:: WORKING DATA

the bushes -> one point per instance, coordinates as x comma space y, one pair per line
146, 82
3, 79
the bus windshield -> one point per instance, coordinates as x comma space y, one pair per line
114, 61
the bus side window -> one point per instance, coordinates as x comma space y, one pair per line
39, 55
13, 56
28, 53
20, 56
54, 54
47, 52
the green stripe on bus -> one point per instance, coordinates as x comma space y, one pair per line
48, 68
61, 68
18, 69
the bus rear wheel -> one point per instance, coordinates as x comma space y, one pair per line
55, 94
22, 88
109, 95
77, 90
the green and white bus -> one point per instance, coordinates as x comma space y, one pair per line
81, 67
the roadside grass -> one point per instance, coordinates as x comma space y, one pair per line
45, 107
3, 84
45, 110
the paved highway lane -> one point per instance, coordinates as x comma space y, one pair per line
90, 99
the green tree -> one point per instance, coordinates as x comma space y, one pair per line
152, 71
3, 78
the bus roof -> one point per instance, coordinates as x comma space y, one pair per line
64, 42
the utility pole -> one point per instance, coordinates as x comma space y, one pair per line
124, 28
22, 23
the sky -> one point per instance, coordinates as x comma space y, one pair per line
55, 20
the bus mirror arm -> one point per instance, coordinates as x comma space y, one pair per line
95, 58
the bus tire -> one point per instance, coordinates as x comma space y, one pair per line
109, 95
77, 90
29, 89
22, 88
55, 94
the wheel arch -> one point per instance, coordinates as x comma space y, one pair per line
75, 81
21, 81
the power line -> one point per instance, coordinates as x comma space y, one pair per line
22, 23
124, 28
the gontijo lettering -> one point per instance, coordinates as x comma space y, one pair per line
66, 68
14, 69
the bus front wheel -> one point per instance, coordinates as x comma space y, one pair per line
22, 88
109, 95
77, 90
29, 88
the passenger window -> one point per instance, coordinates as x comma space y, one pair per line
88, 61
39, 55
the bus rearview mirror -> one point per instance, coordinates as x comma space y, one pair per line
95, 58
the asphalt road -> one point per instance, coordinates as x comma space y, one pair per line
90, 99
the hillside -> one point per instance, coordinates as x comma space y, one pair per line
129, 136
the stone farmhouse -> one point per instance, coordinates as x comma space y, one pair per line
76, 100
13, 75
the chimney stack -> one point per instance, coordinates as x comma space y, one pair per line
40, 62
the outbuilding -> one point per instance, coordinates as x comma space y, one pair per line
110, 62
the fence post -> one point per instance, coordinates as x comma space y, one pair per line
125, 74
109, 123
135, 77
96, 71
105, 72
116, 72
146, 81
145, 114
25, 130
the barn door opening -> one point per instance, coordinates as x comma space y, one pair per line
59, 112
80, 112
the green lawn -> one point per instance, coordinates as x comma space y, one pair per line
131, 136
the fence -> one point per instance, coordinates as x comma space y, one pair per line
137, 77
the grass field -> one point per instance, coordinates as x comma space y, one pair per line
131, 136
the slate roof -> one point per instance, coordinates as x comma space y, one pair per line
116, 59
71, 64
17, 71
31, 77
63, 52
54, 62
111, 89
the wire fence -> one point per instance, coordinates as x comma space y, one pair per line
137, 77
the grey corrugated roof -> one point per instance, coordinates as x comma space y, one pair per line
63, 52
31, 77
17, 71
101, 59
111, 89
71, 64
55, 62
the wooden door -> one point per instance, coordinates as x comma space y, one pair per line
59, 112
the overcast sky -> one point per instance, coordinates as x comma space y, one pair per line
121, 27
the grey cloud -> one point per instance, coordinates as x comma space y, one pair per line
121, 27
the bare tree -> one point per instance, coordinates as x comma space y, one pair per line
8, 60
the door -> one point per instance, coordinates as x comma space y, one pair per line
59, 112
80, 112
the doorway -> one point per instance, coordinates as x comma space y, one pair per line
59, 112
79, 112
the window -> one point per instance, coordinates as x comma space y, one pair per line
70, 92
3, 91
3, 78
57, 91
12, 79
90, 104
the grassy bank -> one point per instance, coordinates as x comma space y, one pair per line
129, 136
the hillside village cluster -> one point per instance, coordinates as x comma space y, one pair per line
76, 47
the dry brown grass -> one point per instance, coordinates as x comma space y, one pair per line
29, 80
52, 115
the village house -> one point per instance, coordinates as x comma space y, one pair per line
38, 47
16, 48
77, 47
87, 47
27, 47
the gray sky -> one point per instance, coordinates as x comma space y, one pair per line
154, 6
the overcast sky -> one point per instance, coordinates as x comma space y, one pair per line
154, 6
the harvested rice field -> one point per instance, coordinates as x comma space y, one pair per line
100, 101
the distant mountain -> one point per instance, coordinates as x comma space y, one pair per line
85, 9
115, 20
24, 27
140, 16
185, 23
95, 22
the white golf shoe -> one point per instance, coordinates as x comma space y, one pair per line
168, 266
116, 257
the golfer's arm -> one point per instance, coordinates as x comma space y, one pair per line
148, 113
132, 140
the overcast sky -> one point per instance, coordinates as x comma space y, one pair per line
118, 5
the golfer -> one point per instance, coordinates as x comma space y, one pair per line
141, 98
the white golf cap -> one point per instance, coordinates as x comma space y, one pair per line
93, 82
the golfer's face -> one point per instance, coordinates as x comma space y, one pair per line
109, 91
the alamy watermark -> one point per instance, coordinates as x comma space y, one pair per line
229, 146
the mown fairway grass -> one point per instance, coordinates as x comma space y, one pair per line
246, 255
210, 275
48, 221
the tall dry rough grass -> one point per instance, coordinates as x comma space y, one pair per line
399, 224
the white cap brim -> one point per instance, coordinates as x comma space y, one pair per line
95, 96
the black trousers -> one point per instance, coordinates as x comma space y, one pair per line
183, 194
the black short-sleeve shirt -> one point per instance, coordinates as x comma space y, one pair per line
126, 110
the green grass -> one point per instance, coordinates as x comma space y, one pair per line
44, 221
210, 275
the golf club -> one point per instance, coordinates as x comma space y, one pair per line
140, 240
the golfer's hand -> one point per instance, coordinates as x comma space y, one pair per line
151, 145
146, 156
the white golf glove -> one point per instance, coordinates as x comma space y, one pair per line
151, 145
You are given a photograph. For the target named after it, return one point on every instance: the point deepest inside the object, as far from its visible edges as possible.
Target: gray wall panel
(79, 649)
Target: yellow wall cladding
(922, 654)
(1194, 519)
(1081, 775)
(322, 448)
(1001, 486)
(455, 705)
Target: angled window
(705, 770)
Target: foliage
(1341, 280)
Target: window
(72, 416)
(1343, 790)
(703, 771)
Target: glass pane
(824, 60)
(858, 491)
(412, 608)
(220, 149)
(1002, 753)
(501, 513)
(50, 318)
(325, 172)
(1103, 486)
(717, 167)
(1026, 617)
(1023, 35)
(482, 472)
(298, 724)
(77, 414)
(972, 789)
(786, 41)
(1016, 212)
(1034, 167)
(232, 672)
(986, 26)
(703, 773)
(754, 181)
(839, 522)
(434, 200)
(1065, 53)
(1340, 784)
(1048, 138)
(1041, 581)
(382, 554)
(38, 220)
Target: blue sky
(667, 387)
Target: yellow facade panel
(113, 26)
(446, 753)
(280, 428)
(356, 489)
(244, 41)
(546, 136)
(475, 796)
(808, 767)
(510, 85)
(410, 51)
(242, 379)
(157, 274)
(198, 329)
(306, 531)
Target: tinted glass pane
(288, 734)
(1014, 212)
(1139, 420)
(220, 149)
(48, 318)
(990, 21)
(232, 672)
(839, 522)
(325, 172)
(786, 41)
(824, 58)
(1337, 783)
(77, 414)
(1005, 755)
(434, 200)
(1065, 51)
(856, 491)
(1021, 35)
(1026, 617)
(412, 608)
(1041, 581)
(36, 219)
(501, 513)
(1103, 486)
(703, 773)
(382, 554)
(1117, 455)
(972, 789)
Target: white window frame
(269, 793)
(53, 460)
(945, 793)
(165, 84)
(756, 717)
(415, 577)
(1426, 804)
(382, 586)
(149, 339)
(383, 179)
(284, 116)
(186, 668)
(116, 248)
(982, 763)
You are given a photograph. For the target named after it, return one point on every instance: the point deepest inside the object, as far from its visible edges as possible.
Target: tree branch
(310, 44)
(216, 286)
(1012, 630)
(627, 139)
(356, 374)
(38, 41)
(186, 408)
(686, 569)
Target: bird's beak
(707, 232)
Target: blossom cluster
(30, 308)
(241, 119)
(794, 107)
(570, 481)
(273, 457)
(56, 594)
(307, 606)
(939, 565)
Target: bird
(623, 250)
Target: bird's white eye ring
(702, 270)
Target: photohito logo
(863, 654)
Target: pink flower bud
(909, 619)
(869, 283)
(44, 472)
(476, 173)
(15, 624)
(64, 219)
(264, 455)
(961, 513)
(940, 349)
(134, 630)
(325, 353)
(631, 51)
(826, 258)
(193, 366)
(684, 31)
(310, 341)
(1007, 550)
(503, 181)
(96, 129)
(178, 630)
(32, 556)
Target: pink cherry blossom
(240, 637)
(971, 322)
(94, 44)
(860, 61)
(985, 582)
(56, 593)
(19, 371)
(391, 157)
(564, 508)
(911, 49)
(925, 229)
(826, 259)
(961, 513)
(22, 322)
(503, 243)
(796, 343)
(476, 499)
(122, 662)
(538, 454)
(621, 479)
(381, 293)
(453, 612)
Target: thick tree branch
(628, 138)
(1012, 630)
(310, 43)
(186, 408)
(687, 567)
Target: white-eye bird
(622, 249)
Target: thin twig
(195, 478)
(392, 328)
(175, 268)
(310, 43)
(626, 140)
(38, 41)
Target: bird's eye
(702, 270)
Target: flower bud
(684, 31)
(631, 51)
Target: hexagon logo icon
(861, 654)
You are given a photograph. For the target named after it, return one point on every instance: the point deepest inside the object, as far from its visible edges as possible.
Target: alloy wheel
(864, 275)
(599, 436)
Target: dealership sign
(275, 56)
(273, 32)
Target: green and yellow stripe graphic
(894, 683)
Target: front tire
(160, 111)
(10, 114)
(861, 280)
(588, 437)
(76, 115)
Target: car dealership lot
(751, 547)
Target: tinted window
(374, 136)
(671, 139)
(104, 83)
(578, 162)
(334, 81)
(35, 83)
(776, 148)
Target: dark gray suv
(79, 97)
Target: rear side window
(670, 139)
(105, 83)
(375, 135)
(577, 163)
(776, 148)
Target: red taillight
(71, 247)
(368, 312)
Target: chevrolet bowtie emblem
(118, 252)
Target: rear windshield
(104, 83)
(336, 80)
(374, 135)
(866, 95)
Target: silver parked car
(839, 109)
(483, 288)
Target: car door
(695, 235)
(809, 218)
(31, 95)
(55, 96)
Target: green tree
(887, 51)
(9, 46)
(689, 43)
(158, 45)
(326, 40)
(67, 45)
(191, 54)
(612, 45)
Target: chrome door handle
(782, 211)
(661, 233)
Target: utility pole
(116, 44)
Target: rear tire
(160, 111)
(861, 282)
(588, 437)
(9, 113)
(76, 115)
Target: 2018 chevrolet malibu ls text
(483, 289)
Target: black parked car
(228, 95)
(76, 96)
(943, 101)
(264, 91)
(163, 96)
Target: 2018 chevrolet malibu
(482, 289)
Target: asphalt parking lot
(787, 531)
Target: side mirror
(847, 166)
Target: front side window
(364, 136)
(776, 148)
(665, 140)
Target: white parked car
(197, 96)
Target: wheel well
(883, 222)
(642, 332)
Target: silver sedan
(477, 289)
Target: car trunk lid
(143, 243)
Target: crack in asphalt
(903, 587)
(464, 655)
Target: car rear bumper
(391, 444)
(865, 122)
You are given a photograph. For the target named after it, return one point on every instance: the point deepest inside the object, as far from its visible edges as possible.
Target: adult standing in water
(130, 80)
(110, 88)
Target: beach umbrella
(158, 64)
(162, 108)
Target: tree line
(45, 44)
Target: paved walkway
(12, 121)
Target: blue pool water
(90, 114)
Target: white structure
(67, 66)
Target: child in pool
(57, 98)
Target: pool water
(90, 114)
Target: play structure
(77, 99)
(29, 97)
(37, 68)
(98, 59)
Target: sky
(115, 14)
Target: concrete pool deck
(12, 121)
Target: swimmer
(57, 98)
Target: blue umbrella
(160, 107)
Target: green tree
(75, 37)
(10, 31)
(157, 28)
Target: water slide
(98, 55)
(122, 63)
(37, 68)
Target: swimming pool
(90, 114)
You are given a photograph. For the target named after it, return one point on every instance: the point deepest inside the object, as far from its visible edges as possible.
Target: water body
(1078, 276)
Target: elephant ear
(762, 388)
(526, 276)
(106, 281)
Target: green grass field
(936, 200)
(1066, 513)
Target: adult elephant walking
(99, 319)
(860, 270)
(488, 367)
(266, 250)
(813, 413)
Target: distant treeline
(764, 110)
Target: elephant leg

::::

> TASK BRIEF: Reproduce exactly the line bearing "Target: elephant ear" and all the lines that come after it in the records above; add nothing.

> PROBLEM SOLUTION:
Target: elephant ear
(762, 388)
(526, 276)
(106, 281)
Target: green grass field
(936, 200)
(1066, 513)
Target: adult elephant walking
(99, 319)
(860, 270)
(488, 367)
(266, 250)
(813, 413)
Target: distant treeline
(764, 110)
Target: elephant leg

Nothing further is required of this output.